[RFC/PATCH] kvm tools, qcow: Add support for writing to zero refcount clusters

[Date Prev][Date Next][Thread Prev][Thread Next][Date Index][Thread Index]

 



This patch adds support for writing to zero refcount clusters. Refcount blocks
are cached in like L2 tables and flushed upon VIRTIO_BLK_T_FLUSH and when
evicted from the LRU cache.

With this patch applied, 'qemu-img check' no longer complains about referenced
clusters with zero reference count after

  dd if=/dev/zero of=/mnt/tmp

where '/mnt' is freshly generated QCOW2 image.

Cc: Asias He <asias.hejun@xxxxxxxxx>
Cc: Cyrill Gorcunov <gorcunov@xxxxxxxxx>
Cc: Ingo Molnar <mingo@xxxxxxx>
Cc: Kevin Wolf <kwolf@xxxxxxxxxx>
Cc: Prasad Joshi <prasadjoshi124@xxxxxxxxx>
Cc: Sasha Levin <levinsasha928@xxxxxxxxx>
Signed-off-by: Pekka Enberg <penberg@xxxxxxxxxx>
---
 tools/kvm/disk/qcow.c        |  267 ++++++++++++++++++++++++++++++++++++++++--
 tools/kvm/include/kvm/qcow.h |   24 ++++
 2 files changed, 283 insertions(+), 8 deletions(-)

diff --git a/tools/kvm/disk/qcow.c b/tools/kvm/disk/qcow.c
index 2ef1ecb..7c48dfb 100644
--- a/tools/kvm/disk/qcow.c
+++ b/tools/kvm/disk/qcow.c
@@ -382,6 +382,189 @@ static u64 qcow_write_l2_table(struct qcow *q, u64 *table)
 	return off;
 }
 
+static void refcount_table_free_cache(struct qcow_refcount_table *rft)
+{
+	struct rb_root *r = &rft->root;
+	struct list_head *pos, *n;
+	struct qcow_refcount_block *t;
+
+	list_for_each_safe(pos, n, &rft->lru_list) {
+		list_del(pos);
+		t = list_entry(pos, struct qcow_refcount_block, list);
+		rb_erase(&t->node, r);
+
+		free(t);
+	}
+}
+
+static int refcount_block_insert(struct rb_root *root, struct qcow_refcount_block *new)
+{
+	struct rb_node **link = &(root->rb_node), *parent = NULL;
+	u64 offset = new->offset;
+
+	/* search the tree */
+	while (*link) {
+		struct qcow_refcount_block *t;
+
+		t = rb_entry(*link, struct qcow_refcount_block, node);
+		if (!t)

DATA LISTING:
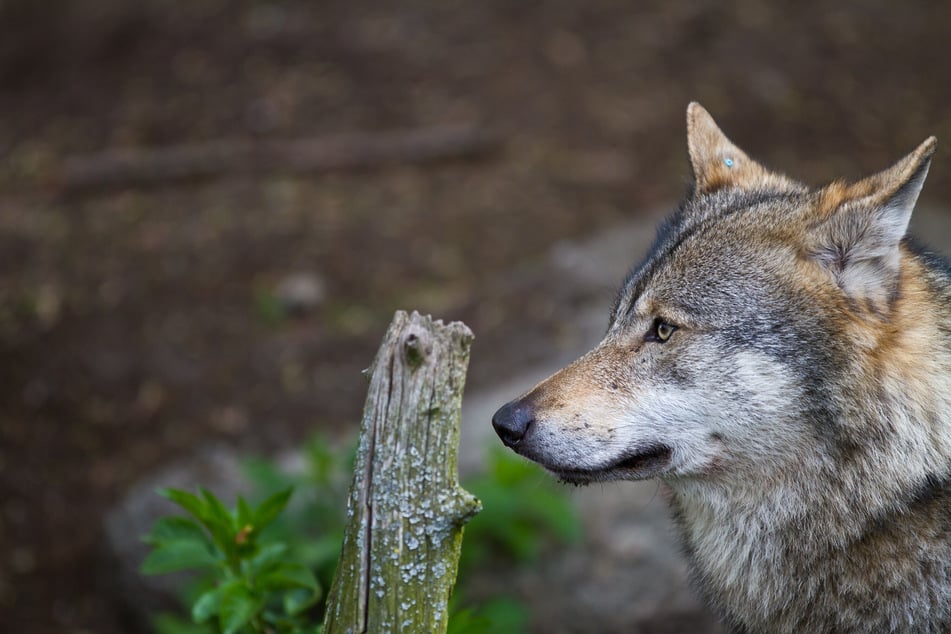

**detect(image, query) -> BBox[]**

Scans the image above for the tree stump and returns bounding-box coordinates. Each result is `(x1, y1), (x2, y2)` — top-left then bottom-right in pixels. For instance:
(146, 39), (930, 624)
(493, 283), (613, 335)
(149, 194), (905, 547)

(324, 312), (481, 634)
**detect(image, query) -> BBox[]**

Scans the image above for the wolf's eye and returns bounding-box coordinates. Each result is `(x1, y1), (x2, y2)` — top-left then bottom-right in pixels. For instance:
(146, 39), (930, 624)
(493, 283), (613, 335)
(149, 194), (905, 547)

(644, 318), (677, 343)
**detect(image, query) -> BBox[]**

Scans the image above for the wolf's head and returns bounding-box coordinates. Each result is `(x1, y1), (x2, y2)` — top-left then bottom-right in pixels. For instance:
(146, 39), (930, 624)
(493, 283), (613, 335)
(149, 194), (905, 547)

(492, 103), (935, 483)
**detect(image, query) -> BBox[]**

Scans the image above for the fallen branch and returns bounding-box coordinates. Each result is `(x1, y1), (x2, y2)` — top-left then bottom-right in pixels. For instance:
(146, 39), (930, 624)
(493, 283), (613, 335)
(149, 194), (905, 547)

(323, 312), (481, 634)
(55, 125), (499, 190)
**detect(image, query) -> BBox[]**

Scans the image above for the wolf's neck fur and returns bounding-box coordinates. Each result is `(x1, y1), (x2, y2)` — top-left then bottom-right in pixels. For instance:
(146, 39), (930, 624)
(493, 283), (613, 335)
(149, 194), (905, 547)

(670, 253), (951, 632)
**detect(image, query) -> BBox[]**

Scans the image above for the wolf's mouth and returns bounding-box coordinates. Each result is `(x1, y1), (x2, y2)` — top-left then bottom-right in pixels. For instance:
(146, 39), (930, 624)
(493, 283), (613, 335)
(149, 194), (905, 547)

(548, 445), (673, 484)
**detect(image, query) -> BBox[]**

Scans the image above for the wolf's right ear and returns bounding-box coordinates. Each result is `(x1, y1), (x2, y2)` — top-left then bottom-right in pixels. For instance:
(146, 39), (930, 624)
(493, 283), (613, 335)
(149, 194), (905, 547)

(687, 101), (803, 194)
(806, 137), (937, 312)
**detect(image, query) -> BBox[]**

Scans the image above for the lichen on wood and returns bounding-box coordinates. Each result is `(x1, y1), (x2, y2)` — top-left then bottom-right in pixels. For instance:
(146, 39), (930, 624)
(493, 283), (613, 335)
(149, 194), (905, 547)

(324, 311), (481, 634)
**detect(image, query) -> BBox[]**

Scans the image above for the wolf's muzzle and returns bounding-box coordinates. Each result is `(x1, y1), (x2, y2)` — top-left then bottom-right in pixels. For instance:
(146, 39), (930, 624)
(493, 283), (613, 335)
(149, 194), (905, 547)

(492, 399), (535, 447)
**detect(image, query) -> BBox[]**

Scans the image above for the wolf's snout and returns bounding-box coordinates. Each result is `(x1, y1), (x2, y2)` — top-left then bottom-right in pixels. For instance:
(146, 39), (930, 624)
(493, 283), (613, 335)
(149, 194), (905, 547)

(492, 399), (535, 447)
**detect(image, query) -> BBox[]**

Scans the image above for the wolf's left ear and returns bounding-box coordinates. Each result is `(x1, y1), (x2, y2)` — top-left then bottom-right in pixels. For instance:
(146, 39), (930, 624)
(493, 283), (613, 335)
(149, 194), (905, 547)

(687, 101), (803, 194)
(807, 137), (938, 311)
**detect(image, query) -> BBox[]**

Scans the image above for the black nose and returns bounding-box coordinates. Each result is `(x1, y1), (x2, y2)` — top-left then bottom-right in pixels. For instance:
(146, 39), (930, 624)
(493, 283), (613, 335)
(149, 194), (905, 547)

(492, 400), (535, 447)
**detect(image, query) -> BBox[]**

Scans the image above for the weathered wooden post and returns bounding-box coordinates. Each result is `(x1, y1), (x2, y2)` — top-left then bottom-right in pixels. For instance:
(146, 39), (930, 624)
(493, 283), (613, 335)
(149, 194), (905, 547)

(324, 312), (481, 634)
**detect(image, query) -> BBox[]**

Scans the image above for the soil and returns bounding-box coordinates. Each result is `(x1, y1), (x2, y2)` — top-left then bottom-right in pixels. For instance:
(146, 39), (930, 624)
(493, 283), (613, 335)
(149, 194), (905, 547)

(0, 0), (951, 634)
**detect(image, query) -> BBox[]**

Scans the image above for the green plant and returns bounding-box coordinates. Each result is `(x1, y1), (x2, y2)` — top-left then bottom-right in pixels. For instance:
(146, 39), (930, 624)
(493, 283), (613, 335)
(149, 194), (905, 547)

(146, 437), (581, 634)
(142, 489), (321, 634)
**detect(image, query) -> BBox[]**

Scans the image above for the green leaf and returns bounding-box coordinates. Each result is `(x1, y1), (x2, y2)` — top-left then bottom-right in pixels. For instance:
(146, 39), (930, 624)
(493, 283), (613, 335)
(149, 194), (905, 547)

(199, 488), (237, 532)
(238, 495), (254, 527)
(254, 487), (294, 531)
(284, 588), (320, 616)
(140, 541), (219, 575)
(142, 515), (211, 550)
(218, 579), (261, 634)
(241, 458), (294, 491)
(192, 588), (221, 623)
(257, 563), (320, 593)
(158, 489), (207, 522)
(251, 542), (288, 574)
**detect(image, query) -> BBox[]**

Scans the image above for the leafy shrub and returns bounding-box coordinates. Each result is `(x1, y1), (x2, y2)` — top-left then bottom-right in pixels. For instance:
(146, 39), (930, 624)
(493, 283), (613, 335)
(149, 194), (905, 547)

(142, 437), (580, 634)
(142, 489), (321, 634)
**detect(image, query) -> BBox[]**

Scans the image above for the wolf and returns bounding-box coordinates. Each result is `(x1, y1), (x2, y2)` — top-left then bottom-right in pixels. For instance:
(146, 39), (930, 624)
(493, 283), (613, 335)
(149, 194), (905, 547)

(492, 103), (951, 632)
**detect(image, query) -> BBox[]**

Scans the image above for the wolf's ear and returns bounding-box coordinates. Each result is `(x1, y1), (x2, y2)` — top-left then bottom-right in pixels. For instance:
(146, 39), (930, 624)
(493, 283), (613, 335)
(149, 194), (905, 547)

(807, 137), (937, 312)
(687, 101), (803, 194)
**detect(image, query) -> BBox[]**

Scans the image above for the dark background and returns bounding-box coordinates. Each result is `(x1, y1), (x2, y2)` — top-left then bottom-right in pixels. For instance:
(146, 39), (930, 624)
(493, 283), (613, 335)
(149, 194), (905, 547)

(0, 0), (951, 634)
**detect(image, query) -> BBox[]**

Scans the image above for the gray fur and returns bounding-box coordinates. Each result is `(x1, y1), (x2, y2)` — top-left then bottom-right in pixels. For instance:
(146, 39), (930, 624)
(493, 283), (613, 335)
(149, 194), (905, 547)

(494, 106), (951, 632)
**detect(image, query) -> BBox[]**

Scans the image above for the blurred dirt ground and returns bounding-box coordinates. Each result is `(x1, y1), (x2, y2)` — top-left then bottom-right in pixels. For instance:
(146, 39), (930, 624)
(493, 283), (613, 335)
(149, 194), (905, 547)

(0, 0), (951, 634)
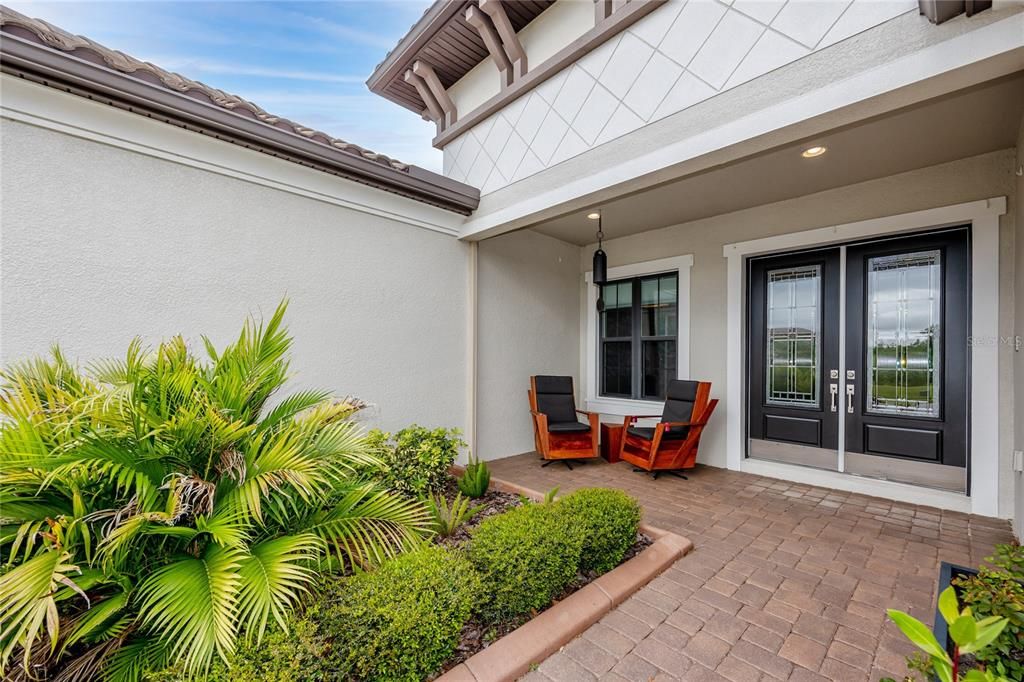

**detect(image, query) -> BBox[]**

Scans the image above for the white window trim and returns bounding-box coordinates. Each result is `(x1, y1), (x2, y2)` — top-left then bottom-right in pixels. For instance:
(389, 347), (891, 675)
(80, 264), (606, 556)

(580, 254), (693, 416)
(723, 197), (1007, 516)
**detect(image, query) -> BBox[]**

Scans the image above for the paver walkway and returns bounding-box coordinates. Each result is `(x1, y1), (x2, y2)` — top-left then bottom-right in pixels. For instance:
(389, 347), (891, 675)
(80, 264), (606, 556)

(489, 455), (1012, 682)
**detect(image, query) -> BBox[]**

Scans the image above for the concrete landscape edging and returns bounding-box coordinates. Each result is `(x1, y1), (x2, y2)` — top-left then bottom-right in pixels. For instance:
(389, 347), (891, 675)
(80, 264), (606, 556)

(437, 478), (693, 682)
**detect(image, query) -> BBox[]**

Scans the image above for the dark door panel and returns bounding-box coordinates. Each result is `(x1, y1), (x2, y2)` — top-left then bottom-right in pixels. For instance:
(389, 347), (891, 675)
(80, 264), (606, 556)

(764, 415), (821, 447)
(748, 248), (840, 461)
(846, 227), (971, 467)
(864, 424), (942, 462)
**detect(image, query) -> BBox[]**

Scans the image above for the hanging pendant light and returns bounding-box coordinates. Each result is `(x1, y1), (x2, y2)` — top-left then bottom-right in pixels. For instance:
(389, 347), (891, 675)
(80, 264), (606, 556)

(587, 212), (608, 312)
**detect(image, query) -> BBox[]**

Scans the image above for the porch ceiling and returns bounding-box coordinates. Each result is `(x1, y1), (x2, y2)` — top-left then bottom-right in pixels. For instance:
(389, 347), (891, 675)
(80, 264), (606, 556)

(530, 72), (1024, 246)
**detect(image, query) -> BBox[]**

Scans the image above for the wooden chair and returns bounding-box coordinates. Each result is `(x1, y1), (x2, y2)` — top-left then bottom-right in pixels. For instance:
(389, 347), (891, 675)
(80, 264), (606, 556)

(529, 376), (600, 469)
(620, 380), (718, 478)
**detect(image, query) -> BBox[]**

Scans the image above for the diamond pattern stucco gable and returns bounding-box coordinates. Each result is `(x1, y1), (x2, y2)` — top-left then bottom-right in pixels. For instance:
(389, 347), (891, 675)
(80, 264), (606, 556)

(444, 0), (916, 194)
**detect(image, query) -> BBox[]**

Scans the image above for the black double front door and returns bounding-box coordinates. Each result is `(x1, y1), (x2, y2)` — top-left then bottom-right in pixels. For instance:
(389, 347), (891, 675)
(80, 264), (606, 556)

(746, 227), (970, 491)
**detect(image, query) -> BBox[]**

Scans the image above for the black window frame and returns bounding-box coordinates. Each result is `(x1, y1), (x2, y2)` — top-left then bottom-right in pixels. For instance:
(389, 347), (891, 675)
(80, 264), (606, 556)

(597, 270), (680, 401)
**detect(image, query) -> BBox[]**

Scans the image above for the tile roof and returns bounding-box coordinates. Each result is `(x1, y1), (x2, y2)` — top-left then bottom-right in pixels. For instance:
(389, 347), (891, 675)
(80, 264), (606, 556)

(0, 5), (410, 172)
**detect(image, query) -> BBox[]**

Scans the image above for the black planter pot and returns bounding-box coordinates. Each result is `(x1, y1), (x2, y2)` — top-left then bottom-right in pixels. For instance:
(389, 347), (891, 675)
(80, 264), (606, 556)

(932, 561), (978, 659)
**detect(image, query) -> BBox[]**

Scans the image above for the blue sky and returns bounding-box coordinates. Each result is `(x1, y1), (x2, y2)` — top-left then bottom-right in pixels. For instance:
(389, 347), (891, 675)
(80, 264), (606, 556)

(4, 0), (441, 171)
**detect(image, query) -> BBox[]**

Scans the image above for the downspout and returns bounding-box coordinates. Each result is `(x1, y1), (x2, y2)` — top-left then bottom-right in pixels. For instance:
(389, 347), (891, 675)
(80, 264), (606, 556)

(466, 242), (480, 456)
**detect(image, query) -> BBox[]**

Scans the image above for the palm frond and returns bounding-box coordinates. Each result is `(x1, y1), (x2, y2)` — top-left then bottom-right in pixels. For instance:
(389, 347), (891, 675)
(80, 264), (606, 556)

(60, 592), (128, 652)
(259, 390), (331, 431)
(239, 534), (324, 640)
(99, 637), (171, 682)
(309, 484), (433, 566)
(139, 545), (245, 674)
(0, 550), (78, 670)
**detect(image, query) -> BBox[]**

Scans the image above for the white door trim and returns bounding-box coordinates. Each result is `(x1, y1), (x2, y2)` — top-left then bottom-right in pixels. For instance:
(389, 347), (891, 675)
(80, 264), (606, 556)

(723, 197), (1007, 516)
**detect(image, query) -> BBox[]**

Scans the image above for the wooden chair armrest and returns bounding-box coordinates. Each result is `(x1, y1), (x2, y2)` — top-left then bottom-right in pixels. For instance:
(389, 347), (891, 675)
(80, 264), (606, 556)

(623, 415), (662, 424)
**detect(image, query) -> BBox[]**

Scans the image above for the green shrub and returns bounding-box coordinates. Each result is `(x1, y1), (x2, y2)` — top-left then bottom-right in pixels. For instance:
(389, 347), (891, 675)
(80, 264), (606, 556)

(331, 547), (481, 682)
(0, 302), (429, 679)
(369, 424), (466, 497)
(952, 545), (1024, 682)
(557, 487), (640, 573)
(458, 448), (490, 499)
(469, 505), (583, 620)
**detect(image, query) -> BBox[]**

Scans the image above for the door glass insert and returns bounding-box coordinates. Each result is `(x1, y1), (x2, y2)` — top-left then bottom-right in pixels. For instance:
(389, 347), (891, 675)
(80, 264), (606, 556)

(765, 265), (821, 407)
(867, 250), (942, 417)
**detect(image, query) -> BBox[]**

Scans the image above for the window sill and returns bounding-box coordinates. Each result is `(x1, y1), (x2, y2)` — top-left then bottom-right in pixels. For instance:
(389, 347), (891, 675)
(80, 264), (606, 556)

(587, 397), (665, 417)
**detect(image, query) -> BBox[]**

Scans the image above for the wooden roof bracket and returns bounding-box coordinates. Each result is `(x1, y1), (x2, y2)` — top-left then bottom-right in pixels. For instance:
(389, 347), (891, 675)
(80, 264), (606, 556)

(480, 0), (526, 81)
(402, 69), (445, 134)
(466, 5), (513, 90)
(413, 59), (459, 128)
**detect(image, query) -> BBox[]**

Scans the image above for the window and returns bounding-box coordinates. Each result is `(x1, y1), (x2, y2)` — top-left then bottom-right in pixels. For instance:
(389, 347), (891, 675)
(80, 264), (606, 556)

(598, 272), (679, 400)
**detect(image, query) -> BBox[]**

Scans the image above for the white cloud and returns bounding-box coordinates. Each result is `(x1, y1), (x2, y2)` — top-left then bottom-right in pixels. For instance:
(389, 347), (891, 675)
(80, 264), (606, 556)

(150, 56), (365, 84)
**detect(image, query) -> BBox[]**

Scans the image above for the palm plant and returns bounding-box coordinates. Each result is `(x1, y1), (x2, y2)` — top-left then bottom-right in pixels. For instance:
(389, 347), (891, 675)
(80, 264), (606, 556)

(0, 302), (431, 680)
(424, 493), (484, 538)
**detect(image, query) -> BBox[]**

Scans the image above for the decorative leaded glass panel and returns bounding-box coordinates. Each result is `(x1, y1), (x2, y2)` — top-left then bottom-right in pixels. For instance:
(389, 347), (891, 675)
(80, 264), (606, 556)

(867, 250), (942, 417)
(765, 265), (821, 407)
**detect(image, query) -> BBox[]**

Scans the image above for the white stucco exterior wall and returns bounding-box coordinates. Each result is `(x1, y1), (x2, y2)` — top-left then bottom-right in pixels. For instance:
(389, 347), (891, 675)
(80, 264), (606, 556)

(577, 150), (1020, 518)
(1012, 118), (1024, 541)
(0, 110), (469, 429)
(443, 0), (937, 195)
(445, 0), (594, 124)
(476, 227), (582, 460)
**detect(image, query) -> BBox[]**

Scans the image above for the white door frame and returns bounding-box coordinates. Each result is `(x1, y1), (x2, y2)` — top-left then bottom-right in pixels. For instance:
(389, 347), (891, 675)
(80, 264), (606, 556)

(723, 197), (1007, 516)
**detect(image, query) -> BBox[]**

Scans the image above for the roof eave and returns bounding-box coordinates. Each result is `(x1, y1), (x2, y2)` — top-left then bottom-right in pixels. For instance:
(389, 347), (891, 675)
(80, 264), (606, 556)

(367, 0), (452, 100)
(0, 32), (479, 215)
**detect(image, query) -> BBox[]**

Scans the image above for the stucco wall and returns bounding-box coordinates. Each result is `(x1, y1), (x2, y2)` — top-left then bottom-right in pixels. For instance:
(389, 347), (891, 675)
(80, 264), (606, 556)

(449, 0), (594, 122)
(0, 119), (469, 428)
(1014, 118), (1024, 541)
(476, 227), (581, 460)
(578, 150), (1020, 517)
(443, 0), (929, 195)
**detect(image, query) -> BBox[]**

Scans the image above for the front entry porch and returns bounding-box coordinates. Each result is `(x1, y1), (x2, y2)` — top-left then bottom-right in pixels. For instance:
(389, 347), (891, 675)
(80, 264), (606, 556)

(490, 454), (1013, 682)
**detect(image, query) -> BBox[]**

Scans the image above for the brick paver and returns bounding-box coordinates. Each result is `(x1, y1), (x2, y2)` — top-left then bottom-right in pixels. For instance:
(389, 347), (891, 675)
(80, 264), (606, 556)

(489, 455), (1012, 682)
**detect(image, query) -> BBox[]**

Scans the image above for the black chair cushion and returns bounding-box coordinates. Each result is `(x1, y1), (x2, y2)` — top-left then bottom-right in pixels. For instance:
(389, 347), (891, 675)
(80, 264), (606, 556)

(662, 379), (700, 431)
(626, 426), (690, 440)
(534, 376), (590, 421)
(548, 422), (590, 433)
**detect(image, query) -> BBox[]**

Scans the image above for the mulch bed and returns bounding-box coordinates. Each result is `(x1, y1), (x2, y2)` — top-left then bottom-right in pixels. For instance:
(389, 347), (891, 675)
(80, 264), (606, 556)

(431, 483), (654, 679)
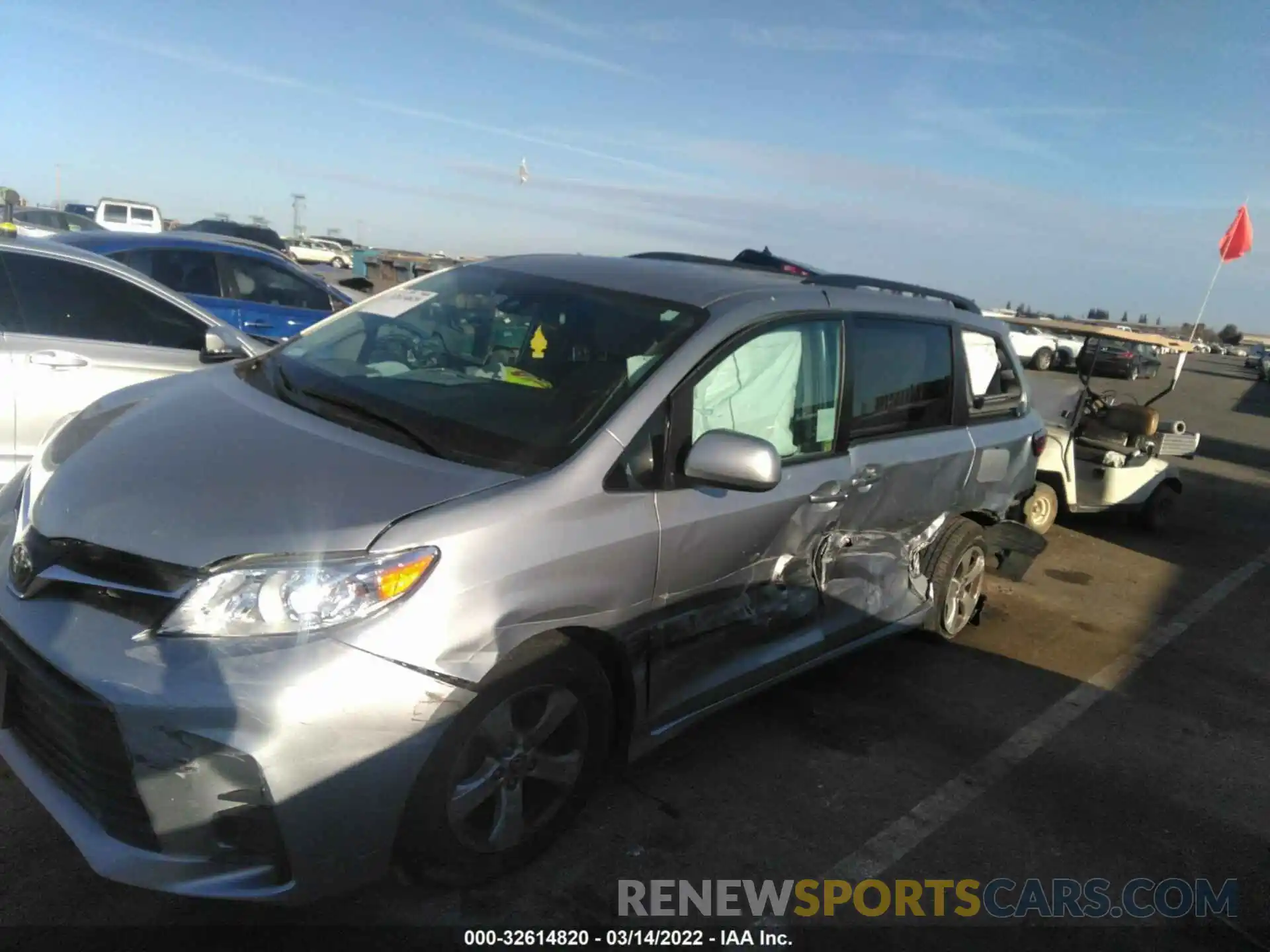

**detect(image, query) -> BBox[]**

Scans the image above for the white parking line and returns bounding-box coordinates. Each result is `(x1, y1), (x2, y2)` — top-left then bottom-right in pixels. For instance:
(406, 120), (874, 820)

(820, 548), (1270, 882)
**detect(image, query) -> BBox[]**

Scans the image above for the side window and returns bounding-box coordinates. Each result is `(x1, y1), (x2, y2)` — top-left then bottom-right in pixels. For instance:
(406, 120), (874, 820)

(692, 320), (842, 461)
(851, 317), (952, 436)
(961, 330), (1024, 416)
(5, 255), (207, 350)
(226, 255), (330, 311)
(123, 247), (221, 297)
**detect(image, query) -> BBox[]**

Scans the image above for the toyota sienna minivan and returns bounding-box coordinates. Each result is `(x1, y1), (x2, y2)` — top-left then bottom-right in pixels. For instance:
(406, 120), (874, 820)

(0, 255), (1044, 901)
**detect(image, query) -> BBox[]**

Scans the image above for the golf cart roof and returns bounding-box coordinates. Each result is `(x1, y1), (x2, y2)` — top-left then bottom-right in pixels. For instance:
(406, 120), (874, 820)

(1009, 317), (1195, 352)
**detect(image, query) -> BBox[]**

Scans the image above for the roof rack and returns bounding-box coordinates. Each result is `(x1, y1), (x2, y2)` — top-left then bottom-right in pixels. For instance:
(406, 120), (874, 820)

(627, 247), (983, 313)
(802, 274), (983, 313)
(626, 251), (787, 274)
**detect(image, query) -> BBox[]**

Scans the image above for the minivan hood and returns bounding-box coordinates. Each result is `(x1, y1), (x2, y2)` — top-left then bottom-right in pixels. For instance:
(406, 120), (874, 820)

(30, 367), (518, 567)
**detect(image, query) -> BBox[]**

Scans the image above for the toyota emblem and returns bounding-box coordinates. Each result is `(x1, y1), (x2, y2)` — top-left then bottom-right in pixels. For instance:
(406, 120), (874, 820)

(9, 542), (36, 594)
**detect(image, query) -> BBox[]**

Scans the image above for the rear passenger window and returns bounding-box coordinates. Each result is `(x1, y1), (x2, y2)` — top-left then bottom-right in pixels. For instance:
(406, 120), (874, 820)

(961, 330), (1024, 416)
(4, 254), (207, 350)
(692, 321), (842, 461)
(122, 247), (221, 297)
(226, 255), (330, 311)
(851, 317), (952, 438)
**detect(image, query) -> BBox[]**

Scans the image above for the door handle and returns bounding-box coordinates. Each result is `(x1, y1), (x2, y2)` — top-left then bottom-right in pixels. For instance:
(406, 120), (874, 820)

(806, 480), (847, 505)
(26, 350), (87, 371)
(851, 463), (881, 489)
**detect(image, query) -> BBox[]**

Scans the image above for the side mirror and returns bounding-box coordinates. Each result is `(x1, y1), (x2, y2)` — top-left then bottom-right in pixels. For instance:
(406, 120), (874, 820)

TO DO:
- a) Output the qcow patch word for word, everything from "where '/mnt' is" down to "insertions(+), 8 deletions(-)".
- b) According to the qcow patch, when are cached refcount blocks flushed?
- c) Rewrite the paragraph of the qcow patch that begins "This patch adds support" as a short list.
The records have no connection to the qcow patch.

PROBLEM SOLUTIONS:
- a)
where '/mnt' is freshly generated QCOW2 image.

Cc: Asias He <asias.hejun@xxxxxxxxx>
Cc: Cyrill Gorcunov <gorcunov@xxxxxxxxx>
Cc: Ingo Molnar <mingo@xxxxxxx>
Cc: Kevin Wolf <kwolf@xxxxxxxxxx>
Cc: Prasad Joshi <prasadjoshi124@xxxxxxxxx>
Cc: Sasha Levin <levinsasha928@xxxxxxxxx>
Signed-off-by: Pekka Enberg <penberg@xxxxxxxxxx>
---
 tools/kvm/disk/qcow.c        |  267 ++++++++++++++++++++++++++++++++++++++++--
 tools/kvm/include/kvm/qcow.h |   24 ++++
 2 files changed, 283 insertions(+), 8 deletions(-)

- b) They are flushed upon VIRTIO_BLK_T_FLUSH and when evicted from the LRU cache.

- c)
- Adds support for writing to zero refcount clusters.
- Caches refcount blocks in the same way as L2 tables.
- Flushes them upon VIRTIO_BLK_T_FLUSH and when they are evicted from the LRU cache.